• _Your instructions_:
Please recast the records as a numbered list with blank lines left out. Begin at the line that contains "the window frame?" and stop after the line that contains "[0,0,640,184]".

* Begin Listed records *

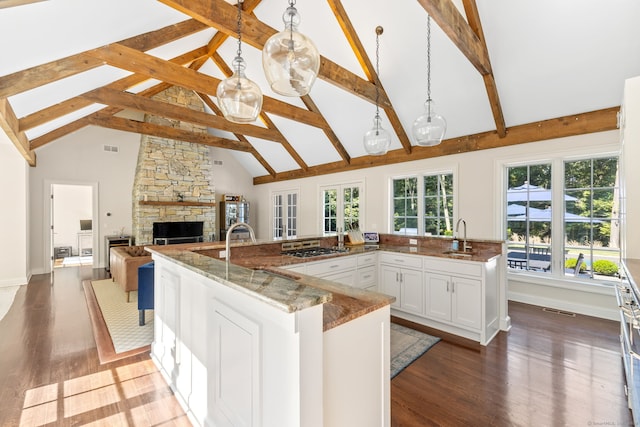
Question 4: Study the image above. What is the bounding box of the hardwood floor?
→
[0,267,633,427]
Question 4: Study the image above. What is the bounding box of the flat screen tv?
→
[80,219,92,231]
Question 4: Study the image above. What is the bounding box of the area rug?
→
[82,279,153,363]
[390,323,440,379]
[0,286,20,320]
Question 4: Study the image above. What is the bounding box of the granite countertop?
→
[147,242,501,331]
[147,246,395,331]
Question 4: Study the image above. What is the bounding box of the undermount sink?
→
[443,251,473,257]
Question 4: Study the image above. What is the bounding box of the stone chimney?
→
[132,86,216,245]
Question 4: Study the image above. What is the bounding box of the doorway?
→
[47,183,99,271]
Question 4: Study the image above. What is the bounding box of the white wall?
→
[0,139,31,286]
[29,126,140,274]
[256,131,624,319]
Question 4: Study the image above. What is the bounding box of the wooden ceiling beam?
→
[197,93,279,176]
[0,98,36,166]
[253,107,620,185]
[418,0,491,76]
[211,52,309,170]
[19,47,207,131]
[327,0,412,154]
[300,95,351,164]
[159,0,389,107]
[82,87,279,141]
[87,44,323,127]
[0,19,207,98]
[88,115,253,152]
[418,0,507,137]
[462,0,507,138]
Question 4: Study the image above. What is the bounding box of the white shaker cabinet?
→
[379,252,424,315]
[424,272,482,329]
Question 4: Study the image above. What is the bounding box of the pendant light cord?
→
[427,15,431,101]
[236,0,243,73]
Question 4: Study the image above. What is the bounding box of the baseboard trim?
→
[509,291,620,321]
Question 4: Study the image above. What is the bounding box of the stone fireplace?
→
[132,86,216,245]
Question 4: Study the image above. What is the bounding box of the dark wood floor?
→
[0,267,633,427]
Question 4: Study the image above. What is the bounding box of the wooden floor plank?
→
[0,267,633,427]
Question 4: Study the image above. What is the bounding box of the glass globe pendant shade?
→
[411,99,447,147]
[262,6,320,96]
[216,56,262,123]
[363,116,391,156]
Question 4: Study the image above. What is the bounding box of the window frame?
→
[387,171,458,237]
[270,188,300,241]
[496,152,621,286]
[318,181,366,237]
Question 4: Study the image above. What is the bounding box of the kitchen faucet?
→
[225,222,256,269]
[456,218,471,252]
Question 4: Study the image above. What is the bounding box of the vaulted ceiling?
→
[0,0,640,184]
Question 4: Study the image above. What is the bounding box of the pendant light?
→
[363,26,391,156]
[262,0,320,96]
[216,0,262,123]
[412,15,447,147]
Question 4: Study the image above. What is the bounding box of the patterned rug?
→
[85,279,153,363]
[390,323,440,379]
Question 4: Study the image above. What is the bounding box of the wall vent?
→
[542,307,576,317]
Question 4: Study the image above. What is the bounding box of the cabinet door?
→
[451,277,482,329]
[380,264,400,308]
[399,268,424,315]
[424,273,451,321]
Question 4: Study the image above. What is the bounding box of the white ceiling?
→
[0,0,640,177]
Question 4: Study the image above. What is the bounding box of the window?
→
[506,157,620,281]
[392,173,454,236]
[563,157,620,278]
[507,163,553,272]
[272,190,298,240]
[322,183,364,236]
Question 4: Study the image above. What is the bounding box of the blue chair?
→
[138,261,154,326]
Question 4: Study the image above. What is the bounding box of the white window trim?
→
[386,165,458,237]
[318,180,367,236]
[494,144,620,293]
[269,188,300,241]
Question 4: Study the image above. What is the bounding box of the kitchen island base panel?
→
[151,254,391,427]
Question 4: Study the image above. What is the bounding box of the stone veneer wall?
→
[132,86,216,245]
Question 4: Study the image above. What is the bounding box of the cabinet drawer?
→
[379,252,423,268]
[358,265,377,288]
[358,252,378,267]
[307,256,356,276]
[424,258,482,277]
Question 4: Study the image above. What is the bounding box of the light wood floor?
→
[0,267,633,427]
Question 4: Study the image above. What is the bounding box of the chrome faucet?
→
[456,218,471,252]
[224,222,256,267]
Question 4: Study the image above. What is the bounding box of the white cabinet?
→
[379,252,501,345]
[424,272,482,330]
[379,252,424,315]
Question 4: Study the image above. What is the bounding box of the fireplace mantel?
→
[139,200,216,207]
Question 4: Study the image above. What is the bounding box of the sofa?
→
[109,246,151,302]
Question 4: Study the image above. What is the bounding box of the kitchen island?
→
[148,236,509,427]
[148,247,393,427]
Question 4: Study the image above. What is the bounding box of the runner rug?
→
[82,279,153,363]
[390,323,440,378]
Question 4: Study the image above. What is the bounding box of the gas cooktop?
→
[282,247,349,258]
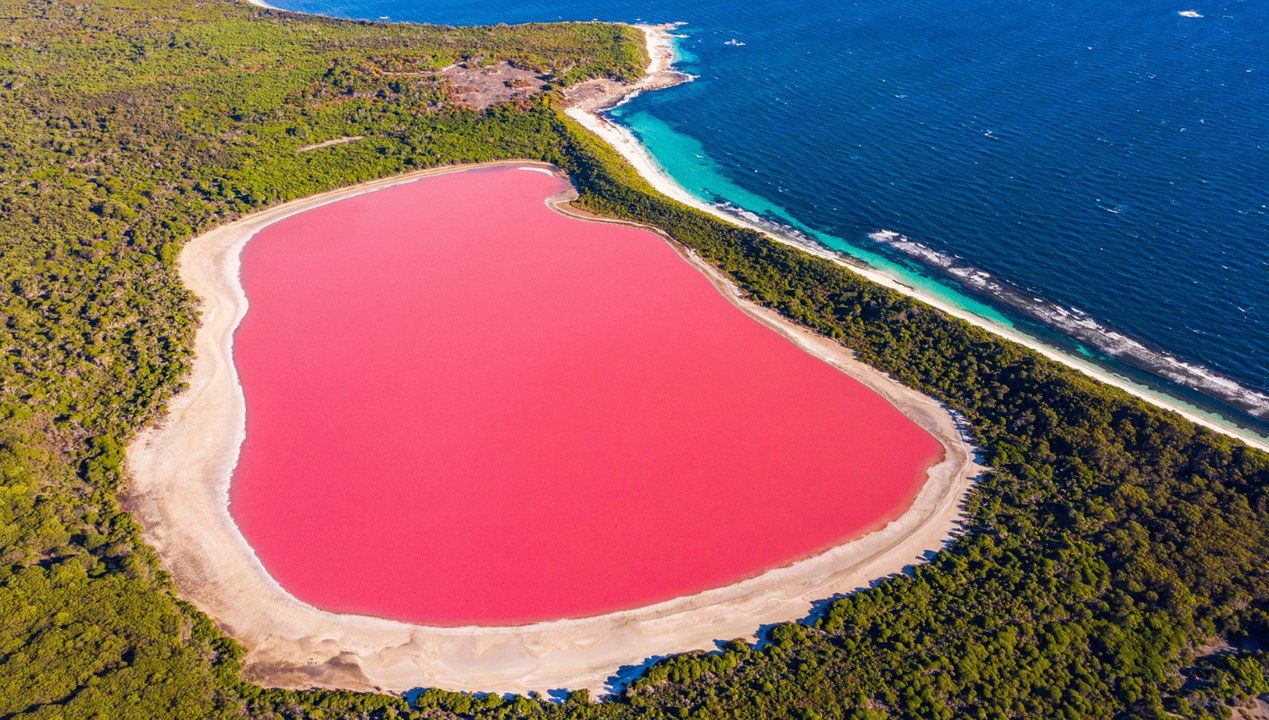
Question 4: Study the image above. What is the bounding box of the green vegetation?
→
[0,0,1269,719]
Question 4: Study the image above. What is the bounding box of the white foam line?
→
[565,25,1269,451]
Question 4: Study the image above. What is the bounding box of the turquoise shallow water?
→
[262,0,1269,432]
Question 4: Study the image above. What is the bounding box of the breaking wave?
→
[868,230,1269,420]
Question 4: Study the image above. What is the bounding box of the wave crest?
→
[868,230,1269,420]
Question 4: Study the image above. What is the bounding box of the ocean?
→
[262,0,1269,436]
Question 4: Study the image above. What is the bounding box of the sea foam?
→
[868,230,1269,420]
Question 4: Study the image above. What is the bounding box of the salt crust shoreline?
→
[121,14,1265,692]
[121,161,980,692]
[565,24,1269,451]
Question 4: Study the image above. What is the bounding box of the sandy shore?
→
[565,25,1269,451]
[122,163,978,692]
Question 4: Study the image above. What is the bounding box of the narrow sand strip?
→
[565,24,1269,451]
[122,163,980,692]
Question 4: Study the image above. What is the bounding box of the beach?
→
[122,163,980,692]
[566,24,1269,450]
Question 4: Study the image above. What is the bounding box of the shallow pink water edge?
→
[230,168,942,625]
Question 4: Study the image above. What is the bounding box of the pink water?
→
[230,168,940,625]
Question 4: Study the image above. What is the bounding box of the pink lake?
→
[230,168,942,625]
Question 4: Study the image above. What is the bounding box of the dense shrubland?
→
[0,0,1269,719]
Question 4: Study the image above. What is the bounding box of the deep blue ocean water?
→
[262,0,1269,432]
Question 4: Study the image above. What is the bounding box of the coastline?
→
[121,161,980,692]
[565,24,1269,451]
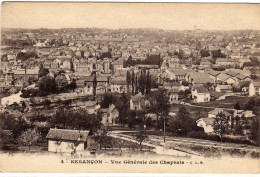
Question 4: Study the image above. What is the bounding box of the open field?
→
[194,96,254,109]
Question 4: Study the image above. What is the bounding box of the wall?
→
[48,140,85,152]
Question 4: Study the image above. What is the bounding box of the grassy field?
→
[171,103,212,120]
[195,96,251,109]
[166,142,260,158]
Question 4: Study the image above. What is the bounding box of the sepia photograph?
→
[0,1,260,174]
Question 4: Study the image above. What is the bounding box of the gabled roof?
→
[206,70,220,77]
[226,70,239,77]
[197,117,215,125]
[217,73,232,81]
[46,129,89,142]
[110,76,126,85]
[131,92,144,102]
[217,85,232,90]
[252,81,260,87]
[113,59,124,65]
[193,85,209,93]
[236,73,249,80]
[209,108,231,116]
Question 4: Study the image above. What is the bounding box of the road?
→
[109,131,260,153]
[108,131,197,158]
[177,103,235,111]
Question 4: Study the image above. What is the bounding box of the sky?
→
[1,2,260,30]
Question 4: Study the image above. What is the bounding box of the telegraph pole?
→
[163,116,166,143]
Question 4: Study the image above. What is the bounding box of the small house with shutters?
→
[46,128,89,153]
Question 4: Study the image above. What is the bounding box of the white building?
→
[46,129,89,153]
[248,82,260,96]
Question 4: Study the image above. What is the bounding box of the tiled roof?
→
[110,77,126,85]
[46,129,89,142]
[253,82,260,87]
[193,85,209,93]
[209,108,231,116]
[207,70,220,77]
[201,117,215,125]
[131,92,144,102]
[217,73,231,81]
[217,85,232,90]
[226,70,239,77]
[236,73,248,80]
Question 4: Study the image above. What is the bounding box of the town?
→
[0,26,260,158]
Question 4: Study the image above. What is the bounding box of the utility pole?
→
[163,116,166,143]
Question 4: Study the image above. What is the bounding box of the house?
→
[130,92,146,111]
[208,108,231,118]
[191,85,210,103]
[196,108,232,133]
[235,73,251,82]
[216,58,237,66]
[216,73,237,85]
[205,70,220,81]
[215,85,233,93]
[171,69,187,81]
[248,81,260,96]
[110,77,127,93]
[233,110,256,119]
[187,72,214,85]
[100,104,119,126]
[196,117,215,133]
[85,101,100,114]
[46,128,89,153]
[200,61,212,68]
[113,59,124,72]
[168,89,179,104]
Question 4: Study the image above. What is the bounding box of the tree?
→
[135,75,139,94]
[234,116,244,136]
[139,69,146,95]
[39,68,49,77]
[200,49,210,57]
[94,132,113,150]
[126,71,131,94]
[249,117,260,146]
[135,127,148,151]
[93,73,97,100]
[42,98,51,109]
[169,106,196,135]
[55,74,68,92]
[101,93,114,108]
[178,49,184,59]
[18,128,41,151]
[213,112,230,141]
[131,70,135,95]
[146,70,151,94]
[39,76,56,96]
[234,102,241,110]
[204,82,214,90]
[150,89,170,130]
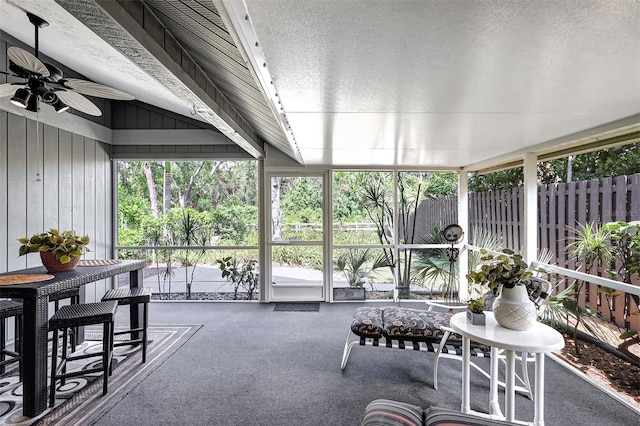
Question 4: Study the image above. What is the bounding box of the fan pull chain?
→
[36,111,42,182]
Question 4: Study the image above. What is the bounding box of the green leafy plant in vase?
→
[467,297,486,325]
[18,228,90,272]
[467,249,537,330]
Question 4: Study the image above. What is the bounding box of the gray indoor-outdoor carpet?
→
[86,301,638,426]
[273,303,320,312]
[0,325,201,425]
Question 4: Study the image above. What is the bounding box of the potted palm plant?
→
[18,229,90,272]
[467,249,537,330]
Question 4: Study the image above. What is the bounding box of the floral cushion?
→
[383,308,462,342]
[351,307,384,339]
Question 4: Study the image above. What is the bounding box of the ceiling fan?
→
[0,12,135,116]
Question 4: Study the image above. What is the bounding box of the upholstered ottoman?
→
[361,399,512,426]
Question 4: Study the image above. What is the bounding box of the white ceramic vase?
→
[493,285,537,330]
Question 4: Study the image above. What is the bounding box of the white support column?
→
[514,152,538,263]
[257,159,271,302]
[458,171,469,300]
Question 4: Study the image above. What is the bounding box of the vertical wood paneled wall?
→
[0,111,113,301]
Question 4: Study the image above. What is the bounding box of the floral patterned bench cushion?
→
[351,307,384,339]
[383,308,462,342]
[351,307,462,342]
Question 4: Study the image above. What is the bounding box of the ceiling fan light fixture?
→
[10,88,31,108]
[27,95,40,112]
[52,96,69,113]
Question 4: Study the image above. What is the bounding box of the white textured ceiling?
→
[239,0,640,167]
[0,0,198,119]
[0,0,640,169]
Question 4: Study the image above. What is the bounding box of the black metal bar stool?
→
[0,300,22,381]
[49,302,118,407]
[102,287,151,364]
[49,288,80,350]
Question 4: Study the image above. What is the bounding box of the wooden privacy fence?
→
[469,173,640,269]
[419,173,640,331]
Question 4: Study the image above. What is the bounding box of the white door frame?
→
[263,168,332,302]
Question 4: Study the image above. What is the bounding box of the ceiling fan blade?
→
[62,78,135,101]
[7,46,49,77]
[0,83,24,98]
[55,90,102,117]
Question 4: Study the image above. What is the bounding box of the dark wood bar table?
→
[0,260,146,417]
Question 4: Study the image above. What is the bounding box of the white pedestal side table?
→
[450,312,564,426]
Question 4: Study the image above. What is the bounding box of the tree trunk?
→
[271,178,282,240]
[162,161,171,214]
[143,161,159,219]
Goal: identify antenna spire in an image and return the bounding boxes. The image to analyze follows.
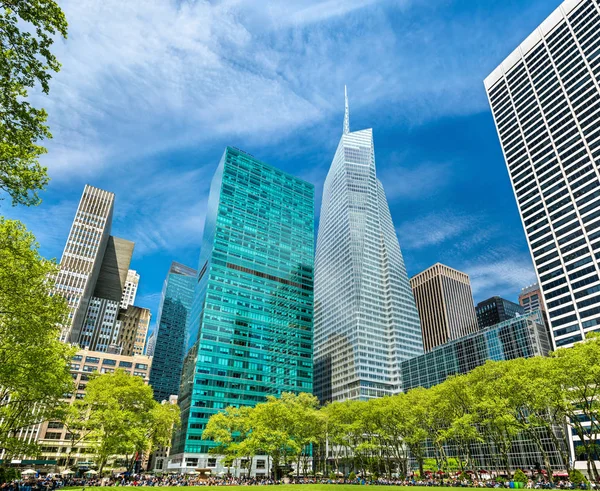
[344,85,350,135]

* End Listed records *

• _Exercise output_:
1. Question 4: Study the image above. What is the bounding box of the window frame?
2. →
3. [387,171,458,237]
4. [270,188,300,241]
5. [496,152,621,286]
6. [318,181,366,237]
7. Question 4: Study the image above. What is the bounding box of the kitchen faucet?
8. →
9. [225,222,256,269]
10. [456,218,471,252]
11. Question 4: Study the image above. What is the bounding box of the vaulted ceiling?
12. →
13. [0,0,640,184]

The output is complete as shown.